## 学習のねらい
ホーマーの絵を紹介する文章を、最後の文のあとから書き継ぎなさい。

## 提示文

==========

ホーマーには、ほかに「Hay Making 」(1864)、「The Return of the Gleaner」(1867)という似た油彩がある。gleanは収集すること。「乾草集めからの帰り」か。いずれも乾草を作るレーキを持たせた農民を描いている。好きな題材であったのだろう。

「Schooner at Sunset 」(1880 )スクーナーは帆前船のこと。同じ時期に描いた「Sunset at Gloucester」(1880)、「Sunset Fires」(1880)と似たような夕焼けの海と舟を描いた絵がある。3枚ともホーマーにしては、珍しく強烈な赤が強調された絵である。Gloucesterは、冒頭の2枚の絵のうち、油彩の方に船名として描かれたグロスター市。

「Daughters of the Sea」(1883)、「Insides the Bar ,Tynemouth 」(1883)
ホーマーは45歳のとき、つまり1881年から2年間イギリスノーサンバーランドの漁村カラーコーツに滞在して、漁村とそこで働く人達をモチーフにした水彩画を描いた。カラーコーツ作品といわれる150作からなる作品群で、この2枚もそのうちのもの。
カラーコーツ作品には特徴がある。はっきりした輪郭、省略による単純化、強い明暗の対比。顔料の種類も最小限におさえられており、多くは、イェローオーカー、バーントシェンナ、ライトレッド、プルシャンブルーで描かれているという。
Barは中州のことか。飲み屋ではない。

「Rest」(1885)、「Cabins, Nassau」(1885 )cabinは小屋、庵。海辺の別荘か。ナッソー(Nassau)は、バハマの首都。ニュープロビデンス島にある。
1885年、49歳のホーマーはフロリダ、キューバへ旅行する。これが転機となって、彼の絵に大きな変化が生じた。カリブ海の明るい光が画家の絵に大きな影響を及ぼし、画面が全体に明るくなり、透明感が増したことはよく知られている。
どれもそれを良く表している絵である。

「Two Trout 」(1891 )1889年にも同じ構図のものを描いている。
これは獲物を描いたものだが、ホーマーは風景画の中で大きな釣られた、あるいは跳ね上がる鱒を点景というより景色と同格の扱いで描いているのがあって、微笑ましい。

==========

## 提示記録

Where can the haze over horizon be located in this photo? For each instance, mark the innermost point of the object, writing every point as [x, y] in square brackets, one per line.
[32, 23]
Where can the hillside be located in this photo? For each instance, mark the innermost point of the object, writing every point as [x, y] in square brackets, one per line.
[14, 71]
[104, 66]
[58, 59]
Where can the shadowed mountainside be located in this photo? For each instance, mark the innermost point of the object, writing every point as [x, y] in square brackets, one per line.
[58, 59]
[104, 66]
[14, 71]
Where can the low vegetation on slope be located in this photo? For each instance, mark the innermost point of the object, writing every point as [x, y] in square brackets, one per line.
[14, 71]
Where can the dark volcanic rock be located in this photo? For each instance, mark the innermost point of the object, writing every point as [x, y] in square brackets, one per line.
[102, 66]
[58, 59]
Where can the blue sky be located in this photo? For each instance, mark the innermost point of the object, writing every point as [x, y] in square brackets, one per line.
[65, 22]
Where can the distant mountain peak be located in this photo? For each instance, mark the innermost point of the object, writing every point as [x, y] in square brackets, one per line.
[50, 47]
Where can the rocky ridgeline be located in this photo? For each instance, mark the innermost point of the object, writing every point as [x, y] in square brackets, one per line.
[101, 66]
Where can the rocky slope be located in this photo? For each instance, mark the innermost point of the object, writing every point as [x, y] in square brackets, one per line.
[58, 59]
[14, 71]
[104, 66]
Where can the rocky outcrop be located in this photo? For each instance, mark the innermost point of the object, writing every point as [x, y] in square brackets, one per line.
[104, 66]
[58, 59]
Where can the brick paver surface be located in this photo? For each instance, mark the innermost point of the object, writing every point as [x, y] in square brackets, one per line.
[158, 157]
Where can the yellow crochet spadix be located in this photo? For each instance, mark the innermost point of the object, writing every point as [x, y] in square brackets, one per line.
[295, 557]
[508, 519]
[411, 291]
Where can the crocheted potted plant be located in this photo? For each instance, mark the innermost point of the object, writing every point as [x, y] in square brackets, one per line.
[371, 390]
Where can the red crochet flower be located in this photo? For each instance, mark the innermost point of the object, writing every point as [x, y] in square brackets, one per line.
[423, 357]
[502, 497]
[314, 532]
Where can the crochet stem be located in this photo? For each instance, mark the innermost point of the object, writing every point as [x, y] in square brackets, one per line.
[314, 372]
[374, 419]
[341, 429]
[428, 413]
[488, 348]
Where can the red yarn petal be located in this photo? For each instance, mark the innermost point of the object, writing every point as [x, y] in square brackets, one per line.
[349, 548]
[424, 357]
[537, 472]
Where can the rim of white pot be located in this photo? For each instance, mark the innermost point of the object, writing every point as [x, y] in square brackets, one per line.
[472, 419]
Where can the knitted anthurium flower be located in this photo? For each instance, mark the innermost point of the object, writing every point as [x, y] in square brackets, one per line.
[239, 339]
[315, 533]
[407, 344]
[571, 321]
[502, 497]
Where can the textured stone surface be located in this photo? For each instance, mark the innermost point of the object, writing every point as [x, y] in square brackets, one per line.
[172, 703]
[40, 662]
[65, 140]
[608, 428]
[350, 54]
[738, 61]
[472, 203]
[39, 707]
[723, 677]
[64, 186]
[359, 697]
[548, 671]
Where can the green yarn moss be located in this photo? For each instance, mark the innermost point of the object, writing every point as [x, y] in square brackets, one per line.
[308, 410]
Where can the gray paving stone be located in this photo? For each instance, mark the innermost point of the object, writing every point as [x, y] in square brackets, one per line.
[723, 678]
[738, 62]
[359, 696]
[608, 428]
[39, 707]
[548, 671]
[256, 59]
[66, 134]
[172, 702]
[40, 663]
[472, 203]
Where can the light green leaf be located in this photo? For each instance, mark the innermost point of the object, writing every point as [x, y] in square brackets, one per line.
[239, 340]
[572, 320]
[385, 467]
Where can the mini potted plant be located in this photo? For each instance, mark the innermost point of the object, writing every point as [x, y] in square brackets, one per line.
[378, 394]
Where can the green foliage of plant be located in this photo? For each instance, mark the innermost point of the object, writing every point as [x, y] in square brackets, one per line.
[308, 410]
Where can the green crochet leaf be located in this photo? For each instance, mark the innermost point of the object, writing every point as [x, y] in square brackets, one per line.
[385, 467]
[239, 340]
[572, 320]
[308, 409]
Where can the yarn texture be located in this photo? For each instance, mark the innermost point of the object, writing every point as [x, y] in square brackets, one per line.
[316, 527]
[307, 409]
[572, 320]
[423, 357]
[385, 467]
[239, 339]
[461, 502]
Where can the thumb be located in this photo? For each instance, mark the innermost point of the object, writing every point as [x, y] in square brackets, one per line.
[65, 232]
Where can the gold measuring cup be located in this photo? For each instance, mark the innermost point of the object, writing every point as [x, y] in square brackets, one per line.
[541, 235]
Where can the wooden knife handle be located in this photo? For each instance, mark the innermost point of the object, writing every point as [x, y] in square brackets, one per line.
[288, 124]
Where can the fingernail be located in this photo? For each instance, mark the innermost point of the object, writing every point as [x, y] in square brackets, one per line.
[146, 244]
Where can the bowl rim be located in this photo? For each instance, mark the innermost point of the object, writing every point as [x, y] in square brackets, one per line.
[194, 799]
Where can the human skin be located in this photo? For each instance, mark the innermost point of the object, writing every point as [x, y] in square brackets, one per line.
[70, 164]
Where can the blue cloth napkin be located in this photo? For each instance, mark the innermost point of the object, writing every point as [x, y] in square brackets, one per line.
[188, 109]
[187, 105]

==========

## 本問の解答
「On the Trail 」(1892 ) 「追跡中」と訳すか。猟犬と共に獲物を探している図。
「Fallen Deer 」(1892)仕留められた鹿か、追われて単に川に落ちてしまった鹿か。これらの一連の絵は、釣り、猟、セーリングなど人と自然の営みを描いて、アメリカ水彩における野生動物を含めた独特の伝統を作り上げたのが、ホーマーであることを納得させる。

「Under the Coco Palm 」( 1898)明るい南国の空気。空の青と右上の赤色が印象的。
「Homosassa River」(1904)Brooklyn Museum of Art 所蔵。ホモサッサ川はマナティで有名なフロリダの観光地。ホーマーは椰子の木の絵を多く描いている。
海や川、高く細い椰子の木、そこに吹く風、ボートの釣り人、ルアーの釣り糸が空を切る。見ていて飽きない。ほかにも惚れ惚れとする椰子の木の絵が沢山ある。好きである。

ところで、自分が見ている画集には、ホーマーの絵が480枚ほどあるが、何故かなかにヌードが一枚もない。
理由は不明ながら、珍しいのではないかと思う。
同じ水彩画家のワイエスなどはふんだんにあるのだが。ホーマーにあれば見てみたい気がする。また、自画像もない。
ヌードと自画像を描かないと、絵、とくに人物画は上手ににならないと誰かが言っていなかったか。
ホーマーの風景も動物も素晴らしいが、一緒に描かれている人物もじつに味があって良い絵が多い。